_INFORMATION GIVEN:_
◆ ◆ ◆

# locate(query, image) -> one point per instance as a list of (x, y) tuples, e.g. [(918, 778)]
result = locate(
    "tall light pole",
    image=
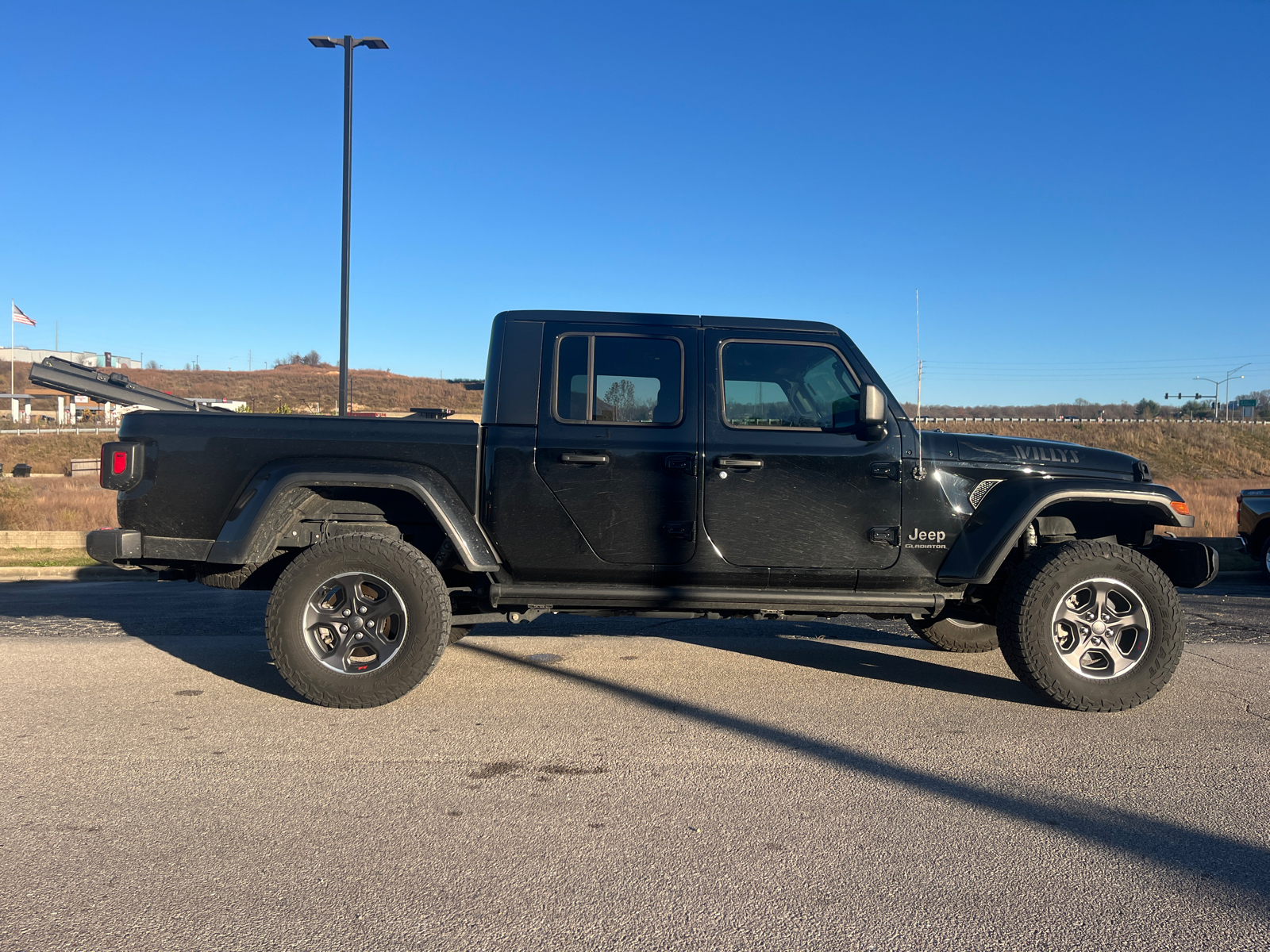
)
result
[(1217, 390), (348, 44)]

◆ ◆ ◆

_EXERCISE BRIEF:_
Scan the material above for lines that contain the string "locate", and copy each such line.

_RESULT BELOW:_
# locate(query, image) -> one point per instance as a list of (x, y) tuples, e.g. [(918, 778)]
result = locate(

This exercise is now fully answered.